▶ _Your objective_: Without the pictures, set down the records below word for word.

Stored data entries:
= Beginning of Section =
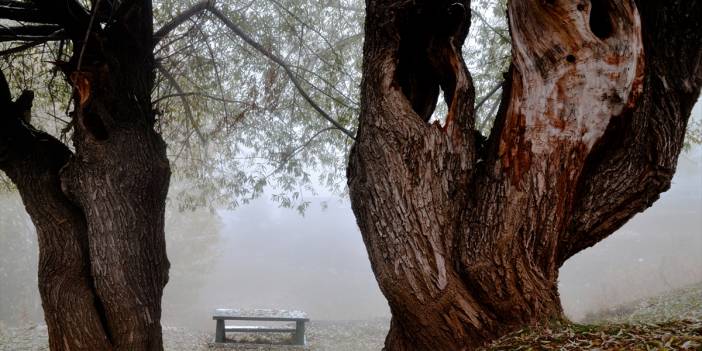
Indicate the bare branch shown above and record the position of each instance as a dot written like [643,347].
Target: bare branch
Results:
[28,33]
[58,35]
[180,19]
[23,11]
[184,100]
[296,82]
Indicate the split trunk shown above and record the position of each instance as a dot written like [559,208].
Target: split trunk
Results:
[466,238]
[98,210]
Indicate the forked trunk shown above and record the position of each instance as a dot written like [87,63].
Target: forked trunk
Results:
[99,212]
[466,240]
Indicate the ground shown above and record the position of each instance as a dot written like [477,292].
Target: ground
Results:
[669,322]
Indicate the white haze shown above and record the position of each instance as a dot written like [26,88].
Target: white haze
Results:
[263,256]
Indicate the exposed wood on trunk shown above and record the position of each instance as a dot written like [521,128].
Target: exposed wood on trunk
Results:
[113,189]
[33,159]
[467,248]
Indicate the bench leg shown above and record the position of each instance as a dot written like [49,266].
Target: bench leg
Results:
[219,332]
[300,333]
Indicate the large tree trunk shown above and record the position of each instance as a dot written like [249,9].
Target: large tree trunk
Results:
[99,212]
[465,240]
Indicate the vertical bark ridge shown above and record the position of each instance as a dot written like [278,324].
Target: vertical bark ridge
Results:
[33,160]
[407,219]
[120,174]
[636,159]
[466,252]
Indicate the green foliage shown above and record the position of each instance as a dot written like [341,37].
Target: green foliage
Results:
[236,126]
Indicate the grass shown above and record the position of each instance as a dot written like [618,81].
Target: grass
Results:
[669,322]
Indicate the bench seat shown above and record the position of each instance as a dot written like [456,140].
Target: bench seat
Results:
[258,329]
[221,315]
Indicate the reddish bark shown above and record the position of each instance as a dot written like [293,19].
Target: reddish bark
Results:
[466,245]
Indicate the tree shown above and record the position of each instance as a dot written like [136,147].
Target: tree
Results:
[466,237]
[98,210]
[99,205]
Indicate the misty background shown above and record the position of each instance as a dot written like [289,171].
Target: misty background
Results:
[262,256]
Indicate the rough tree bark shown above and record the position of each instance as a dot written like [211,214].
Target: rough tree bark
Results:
[99,211]
[466,239]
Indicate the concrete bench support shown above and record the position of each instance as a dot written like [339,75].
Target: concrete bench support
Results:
[222,315]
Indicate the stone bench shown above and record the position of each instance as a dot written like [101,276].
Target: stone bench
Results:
[222,315]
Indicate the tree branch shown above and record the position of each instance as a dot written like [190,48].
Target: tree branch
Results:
[58,35]
[29,33]
[186,105]
[70,14]
[271,56]
[180,19]
[23,11]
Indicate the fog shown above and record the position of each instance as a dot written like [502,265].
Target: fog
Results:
[263,256]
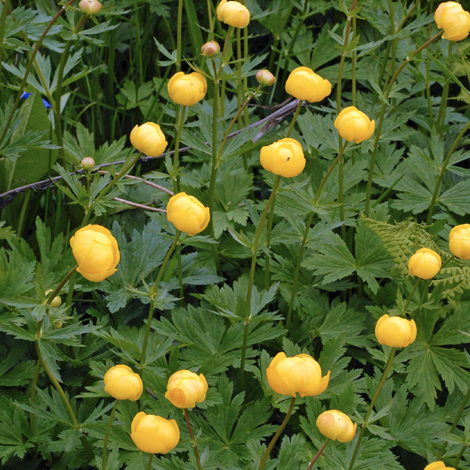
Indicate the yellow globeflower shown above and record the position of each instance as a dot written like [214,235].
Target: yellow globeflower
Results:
[354,125]
[459,241]
[154,434]
[395,332]
[439,465]
[185,389]
[335,425]
[233,13]
[96,252]
[149,139]
[187,214]
[299,374]
[425,263]
[122,383]
[304,84]
[187,89]
[284,157]
[454,20]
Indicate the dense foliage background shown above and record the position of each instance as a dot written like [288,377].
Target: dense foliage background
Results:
[106,73]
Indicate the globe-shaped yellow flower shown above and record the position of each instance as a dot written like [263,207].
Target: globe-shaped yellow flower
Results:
[459,241]
[439,465]
[149,139]
[187,214]
[284,157]
[454,20]
[335,425]
[154,434]
[354,125]
[299,374]
[395,332]
[187,89]
[425,263]
[122,383]
[185,389]
[304,84]
[233,13]
[96,252]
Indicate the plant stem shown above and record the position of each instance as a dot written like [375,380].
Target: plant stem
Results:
[149,465]
[455,423]
[65,400]
[276,436]
[343,58]
[297,268]
[371,406]
[28,69]
[116,178]
[271,214]
[330,170]
[176,178]
[106,436]
[382,115]
[294,119]
[442,172]
[196,451]
[179,27]
[252,278]
[152,294]
[3,20]
[459,455]
[322,448]
[411,296]
[441,115]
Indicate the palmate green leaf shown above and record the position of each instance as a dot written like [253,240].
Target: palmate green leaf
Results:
[334,260]
[432,361]
[231,425]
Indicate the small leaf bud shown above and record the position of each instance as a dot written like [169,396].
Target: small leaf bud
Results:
[87,162]
[210,49]
[265,77]
[89,7]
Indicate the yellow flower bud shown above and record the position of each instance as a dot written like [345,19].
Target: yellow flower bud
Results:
[185,389]
[187,89]
[455,21]
[265,77]
[121,383]
[210,49]
[439,465]
[154,434]
[96,252]
[89,7]
[149,139]
[299,374]
[459,241]
[395,332]
[87,163]
[335,425]
[233,13]
[304,84]
[425,263]
[354,125]
[187,214]
[284,157]
[56,301]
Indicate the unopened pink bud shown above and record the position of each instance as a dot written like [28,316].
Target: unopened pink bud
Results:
[265,77]
[210,49]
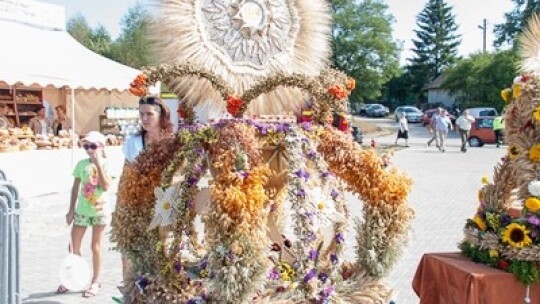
= End of Section =
▶ _Reply_:
Indicate the bare branch shown above and record the position of each instance as a dot written like [643,347].
Target: bare branch
Results:
[28,33]
[58,35]
[180,19]
[23,11]
[184,100]
[296,82]
Indicate the split trunk shown above and record the position of each instance as a dot written like [559,208].
Target: split trunk
Results:
[466,238]
[98,210]
Indicate the forked trunk shown above and record the position of each instance as a dot written like [87,63].
Target: forked trunk
Results:
[99,212]
[466,240]
Indicate the ground shown above and record the position of each instance as a dot written like [477,292].
Target: ground
Results:
[669,322]
Indicate the white haze shown above and record the position of each instance as a dot written like [26,88].
Target: white haze
Results:
[263,256]
Indicate the exposed wood on trunk shown above and record the position of each instance as a dot written like [521,128].
Target: exposed wood on trunk
Results:
[113,189]
[33,159]
[467,248]
Indicate the bench leg shown above and record the position of each instance as a dot written like [49,266].
Target: bench leg
Results:
[219,332]
[300,333]
Indicate the large tree trunk shown above and record the position of each instance as a dot written like [249,9].
Target: large tree trunk
Results:
[99,212]
[465,240]
Indicate the vertical bark ridge shown above and record the position of each instance as a dot written like [278,324].
Target: vertical bark ridge
Results:
[33,160]
[407,219]
[120,174]
[636,159]
[466,252]
Indicate the green foliage shown above and record the position of each instance as a dot written like [341,37].
Target: green foliage
Results:
[236,126]
Indicate the grass shown above and record the position of each instance as a dot written like [618,81].
Target: grass
Results:
[669,322]
Indicate the bench seat shown above and record the position of each instance as a dot written like [456,140].
Target: bench seat
Results:
[258,329]
[221,315]
Indicate the reddish bark shown above and record the position of each instance as a dot written like [293,19].
Target: reddish bark
Results:
[466,245]
Indicate the tree shown above and record the position of each instance as a dot written like [136,147].
Target: tree
Results:
[466,237]
[98,210]
[99,205]
Indicate the misty background shown above and record the position of each instance as a dot written like [289,171].
Target: misty background
Results:
[262,256]
Indicate the rough tree bark shown above and record the position of each instance as a dot written like [211,214].
Target: rough tree bark
Results:
[99,211]
[466,239]
Indicate the concrete bench support shown above and record the position of each instance as a dot written like [339,75].
Target: concrete bench support
Results:
[222,315]
Indicate the stone bench shown above and record the position of each instance as a dot written like [101,276].
Target: stone bench
Results:
[222,315]
Indicate the tree branch shown above and record the position of each instance as a dot written like [190,48].
Target: tree branch
Results:
[58,35]
[29,33]
[186,105]
[70,14]
[271,56]
[180,19]
[23,11]
Indicate the fog shown above and record the position of each instance as a dot written like [502,265].
Target: fog
Results:
[263,256]
Indicate the yellow globeflower shown above and record the position of each instance as a dot written like [214,235].
Target: yellow globeflower
Results:
[354,125]
[459,241]
[154,434]
[395,332]
[439,465]
[185,389]
[335,425]
[233,13]
[96,252]
[149,139]
[187,214]
[299,374]
[425,263]
[122,383]
[304,84]
[187,89]
[284,157]
[454,20]
Indicate the dense foliage background shown above and record the position of each instance as a dot written like [288,377].
Target: dense foliage background
Results:
[106,73]
Indicate the globe-shaped yellow flower shown above and record the position of each instance as a dot written like [263,207].
Target: globe-shaped yellow flower
Results:
[459,241]
[439,465]
[149,139]
[187,214]
[284,157]
[454,20]
[335,425]
[154,434]
[354,125]
[299,374]
[395,332]
[187,89]
[425,263]
[122,383]
[185,389]
[304,84]
[233,13]
[96,252]
Indicate the plant stem shown above and record the position of each instance as a dot written like [375,380].
Target: plant stem
Results:
[149,465]
[455,423]
[65,400]
[276,436]
[343,58]
[297,268]
[371,406]
[28,69]
[116,178]
[271,214]
[330,170]
[176,178]
[106,436]
[382,115]
[294,119]
[442,172]
[196,451]
[179,27]
[252,278]
[152,294]
[3,20]
[459,455]
[322,448]
[411,296]
[441,115]
Indicate the palmate green leaf shown above and record the position of each instance as a dot written like [253,240].
Target: palmate green leaf
Results:
[334,260]
[432,361]
[231,425]
Indicate the small leaf bud shown above and record the position of each instance as a dot written like [169,396].
Target: small leaf bud
Results:
[87,162]
[210,49]
[265,77]
[89,7]
Indicate the yellow flower bud shown above and record the position of each instance as a dot written like [345,19].
Target: yellow flower bud
Results:
[185,389]
[187,89]
[455,21]
[265,77]
[121,383]
[210,49]
[439,465]
[154,434]
[96,252]
[89,7]
[149,139]
[299,374]
[459,241]
[395,332]
[87,163]
[335,425]
[233,13]
[304,84]
[425,263]
[354,125]
[187,214]
[284,157]
[56,301]
Indicate the unopened pink bud shown above and record the position of each instance as a dot written like [28,316].
Target: unopened pink bud
Results:
[265,77]
[210,49]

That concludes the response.